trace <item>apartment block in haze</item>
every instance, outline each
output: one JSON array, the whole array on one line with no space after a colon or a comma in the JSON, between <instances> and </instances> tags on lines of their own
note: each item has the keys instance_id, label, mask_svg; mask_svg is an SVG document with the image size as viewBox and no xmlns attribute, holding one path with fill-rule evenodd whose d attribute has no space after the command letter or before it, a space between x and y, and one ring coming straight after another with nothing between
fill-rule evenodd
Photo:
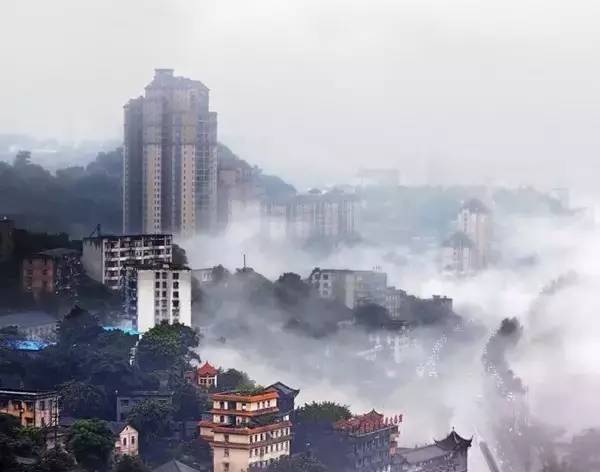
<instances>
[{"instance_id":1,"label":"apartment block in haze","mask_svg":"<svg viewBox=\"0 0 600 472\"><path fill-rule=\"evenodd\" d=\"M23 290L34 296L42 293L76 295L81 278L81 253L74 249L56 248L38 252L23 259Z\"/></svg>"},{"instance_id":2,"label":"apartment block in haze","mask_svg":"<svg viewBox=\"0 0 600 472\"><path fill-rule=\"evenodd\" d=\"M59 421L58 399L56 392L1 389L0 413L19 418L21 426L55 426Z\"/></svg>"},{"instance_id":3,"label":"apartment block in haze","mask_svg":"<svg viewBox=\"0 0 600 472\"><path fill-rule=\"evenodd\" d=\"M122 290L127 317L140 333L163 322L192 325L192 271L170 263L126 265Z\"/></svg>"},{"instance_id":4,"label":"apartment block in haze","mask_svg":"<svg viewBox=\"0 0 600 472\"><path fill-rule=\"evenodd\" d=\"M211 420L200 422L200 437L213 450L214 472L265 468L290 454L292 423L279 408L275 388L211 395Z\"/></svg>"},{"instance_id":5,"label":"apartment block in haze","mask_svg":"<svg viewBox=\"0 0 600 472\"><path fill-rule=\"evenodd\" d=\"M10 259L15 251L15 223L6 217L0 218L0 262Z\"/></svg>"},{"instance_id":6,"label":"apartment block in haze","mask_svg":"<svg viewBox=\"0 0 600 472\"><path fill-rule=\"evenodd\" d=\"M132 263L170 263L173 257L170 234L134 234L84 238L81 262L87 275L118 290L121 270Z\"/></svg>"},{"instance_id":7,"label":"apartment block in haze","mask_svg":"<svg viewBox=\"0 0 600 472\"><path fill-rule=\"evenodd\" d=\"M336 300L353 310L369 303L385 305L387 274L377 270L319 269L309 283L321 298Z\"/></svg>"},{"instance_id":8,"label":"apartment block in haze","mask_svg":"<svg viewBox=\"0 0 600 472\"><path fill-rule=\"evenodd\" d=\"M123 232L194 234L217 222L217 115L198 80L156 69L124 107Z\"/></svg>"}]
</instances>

┄┄┄┄┄┄┄┄┄┄┄┄┄┄┄┄┄┄┄┄

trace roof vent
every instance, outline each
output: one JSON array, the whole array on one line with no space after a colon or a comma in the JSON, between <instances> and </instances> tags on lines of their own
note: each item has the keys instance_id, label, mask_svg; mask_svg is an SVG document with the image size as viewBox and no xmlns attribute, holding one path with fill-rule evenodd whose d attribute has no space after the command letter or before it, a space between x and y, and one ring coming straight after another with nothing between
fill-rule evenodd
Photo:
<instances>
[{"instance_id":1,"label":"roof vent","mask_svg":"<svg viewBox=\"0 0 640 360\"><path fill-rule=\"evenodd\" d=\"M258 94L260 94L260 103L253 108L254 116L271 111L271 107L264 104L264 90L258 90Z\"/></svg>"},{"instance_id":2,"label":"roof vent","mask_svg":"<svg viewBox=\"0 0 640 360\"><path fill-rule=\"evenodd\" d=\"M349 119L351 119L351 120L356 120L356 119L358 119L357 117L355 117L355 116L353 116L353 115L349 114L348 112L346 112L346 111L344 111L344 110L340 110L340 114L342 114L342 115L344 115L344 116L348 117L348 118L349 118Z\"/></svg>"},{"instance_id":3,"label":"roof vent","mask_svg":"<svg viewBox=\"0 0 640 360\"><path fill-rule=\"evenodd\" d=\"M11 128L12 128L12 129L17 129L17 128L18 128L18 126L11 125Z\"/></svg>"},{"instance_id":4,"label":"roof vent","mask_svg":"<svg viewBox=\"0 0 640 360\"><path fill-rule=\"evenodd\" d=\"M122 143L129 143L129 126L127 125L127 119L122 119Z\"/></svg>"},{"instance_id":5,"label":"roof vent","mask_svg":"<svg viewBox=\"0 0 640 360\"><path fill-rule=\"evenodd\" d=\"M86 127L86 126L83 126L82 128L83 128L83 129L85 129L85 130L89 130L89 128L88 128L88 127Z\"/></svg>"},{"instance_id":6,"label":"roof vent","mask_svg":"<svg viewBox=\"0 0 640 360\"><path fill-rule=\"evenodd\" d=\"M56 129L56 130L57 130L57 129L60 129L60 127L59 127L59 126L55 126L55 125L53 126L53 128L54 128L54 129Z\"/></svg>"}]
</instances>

┄┄┄┄┄┄┄┄┄┄┄┄┄┄┄┄┄┄┄┄

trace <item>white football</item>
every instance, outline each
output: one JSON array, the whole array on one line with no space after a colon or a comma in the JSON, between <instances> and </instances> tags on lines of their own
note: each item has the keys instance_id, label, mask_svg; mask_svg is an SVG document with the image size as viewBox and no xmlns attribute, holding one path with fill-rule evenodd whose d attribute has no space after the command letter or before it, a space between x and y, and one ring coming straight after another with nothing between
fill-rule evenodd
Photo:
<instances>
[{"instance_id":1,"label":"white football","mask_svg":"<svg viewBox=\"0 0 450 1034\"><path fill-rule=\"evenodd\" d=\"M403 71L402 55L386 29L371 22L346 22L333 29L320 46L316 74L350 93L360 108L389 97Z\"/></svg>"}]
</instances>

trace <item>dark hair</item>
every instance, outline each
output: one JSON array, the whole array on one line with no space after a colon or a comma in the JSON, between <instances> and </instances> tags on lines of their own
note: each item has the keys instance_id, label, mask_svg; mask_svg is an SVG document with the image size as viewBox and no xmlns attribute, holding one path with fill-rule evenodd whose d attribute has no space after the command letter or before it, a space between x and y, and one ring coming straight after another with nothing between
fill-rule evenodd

┄┄┄┄┄┄┄┄┄┄┄┄┄┄┄┄┄┄┄┄

Description of the task
Only the lines containing "trace" are needed; pull them out of the listing.

Answer to this problem
trace <item>apartment block in haze</item>
trace roof vent
trace <item>white football</item>
trace <item>dark hair</item>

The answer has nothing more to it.